PETIT PROBLÈME 1 — D'après la critique de l'album « Carry On The Grudge », combien de titres ce disque compte-t-il ?

• • • •

[LP] Jamie T – Carry On The Grudge

Là où d’autres auraient choisi un retour en fanfare, le prolifique musicien anglais choisit l’intimisme d’une chambre noire dans laquelle il développe de nouvelles images lumineuses. Et c’est tant mieux.

Jamie T - Carry On The Grudge

Un peu plus de 28 ans, deux albums unanimement salués par la critique ; autant dire que James Alexander Treays, alias Jamie T, aurait largement pu attraper la grosse tête et se contenter de profiter pleinement de son aura déjà reconnue pour se reposer sur des lauriers certes mérités, mais qui attendaient encore le vernis nécessaire pour perdurer. « Panic Prevention » et « Kings and Queens », remarquables petites perles pop d’un autre âge et d’une richesse mélodique confondante, avaient en effet placé le jeune homme de Wimbledon sur un piédestal que son humilité, qu’il révèle au grand jour avec son nouveau disque, maintenait en place sans coup férir. Mais l’artiste, avant tout, ne souhaitait pas reproduire ses succès passés ; il s’est donc donné 5 ans pour poser ses bagages, ses expériences, ses ambitions. Comme si le carcan de ses propres œuvres l’étouffait. Comme si ses armes sublimes et étincelantes s’étaient retournées contre lui. Alors, le musicien s’est enfermé, reclus, comme en témoigne la pochette de « Carry On The Grudge ». Et, de même que la femme que l’on contemple sur cette peinture intemporelle et simplement belle, il a donné la vie ; à 12 titres radicalement opposés, mais motivés par le désir de reconstruire arrangements et harmonies, de laisser exploser les désirs enfouis pendant ces longs moments d’attente.

Jamie T nous emmène donc aux confins de la pop, ornant ses nouvelles compositions de dorures folk et parfois rock (« Zombie »,  « Rabbit Hole »). Enfin maître de ses inépuisables facultés, le compositeur transgresse les lois de la bien-pensance, détruit pour bâtir de nouveaux chefs-d’œuvre et fausser ainsi l’horizon. Tantôt funk (« Trouble »), tantôt désespérément acoustique pour asséner un direct dans le visage de l’auditeur (« Love Is Only A Heartbeat Away »), il nous déstabilise et nous perd dans les tranchées oubliées d’une guerre dont il est sorti victorieux, malgré les blessures toujours à vif (« Peter » et ses élans hip-hop; « Murders Of Crows », puissant et émouvant aux larmes). Difficile d’oser affirmer qu’il expérimente ; ce serait restreindre son talent à un passage obligé dans la carrière d’un musicien (poser une assise stable avec un troisième effort). Non, Jamie T connaît son sujet et a pris le temps de le mûrir, de le laisser grandir sans le brusquer. Tant et si bien que ses deux LP précédents apparaissent dorénavant comme de formidables coups d’essai ayant conduit à la transformation, dans tous les sens du terme. Les accords et arrangements maîtrisés (« Don’t You Find ») amènent à la contemplation et à l’explosion de couleurs répandues sur la toile d’un maître dessinant les ombres (« The Prophet ») aussi bien que les lumières (« Mary Lee »). Décorer ? Non, repartir de zéro pour mieux atteindre l’ultime objet du sublime.

• • • •

PETIT PROBLÈME 2 — Recopiez à l'identique toutes les lignes de données ci-dessous, s'il vous plaît.

• • • •

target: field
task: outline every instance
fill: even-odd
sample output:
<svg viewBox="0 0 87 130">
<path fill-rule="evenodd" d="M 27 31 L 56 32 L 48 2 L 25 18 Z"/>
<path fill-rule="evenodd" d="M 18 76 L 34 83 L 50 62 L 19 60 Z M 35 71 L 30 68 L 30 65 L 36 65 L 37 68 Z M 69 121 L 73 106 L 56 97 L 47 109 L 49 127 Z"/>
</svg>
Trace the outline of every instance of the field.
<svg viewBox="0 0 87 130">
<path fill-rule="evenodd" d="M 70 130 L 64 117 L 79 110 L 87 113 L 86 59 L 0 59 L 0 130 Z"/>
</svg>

• • • •

RÉPONSE 1 — Il compte 12 titres.

RÉPONSE 2 —
target: field
task: outline every instance
fill: even-odd
sample output:
<svg viewBox="0 0 87 130">
<path fill-rule="evenodd" d="M 27 31 L 56 32 L 48 2 L 25 18 Z"/>
<path fill-rule="evenodd" d="M 18 76 L 34 83 L 50 62 L 19 60 Z M 35 71 L 30 68 L 30 65 L 36 65 L 37 68 Z M 69 121 L 73 106 L 56 97 L 47 109 L 49 127 Z"/>
</svg>
Trace the outline of every instance of the field.
<svg viewBox="0 0 87 130">
<path fill-rule="evenodd" d="M 70 130 L 64 117 L 79 110 L 87 113 L 86 59 L 0 59 L 0 130 Z"/>
</svg>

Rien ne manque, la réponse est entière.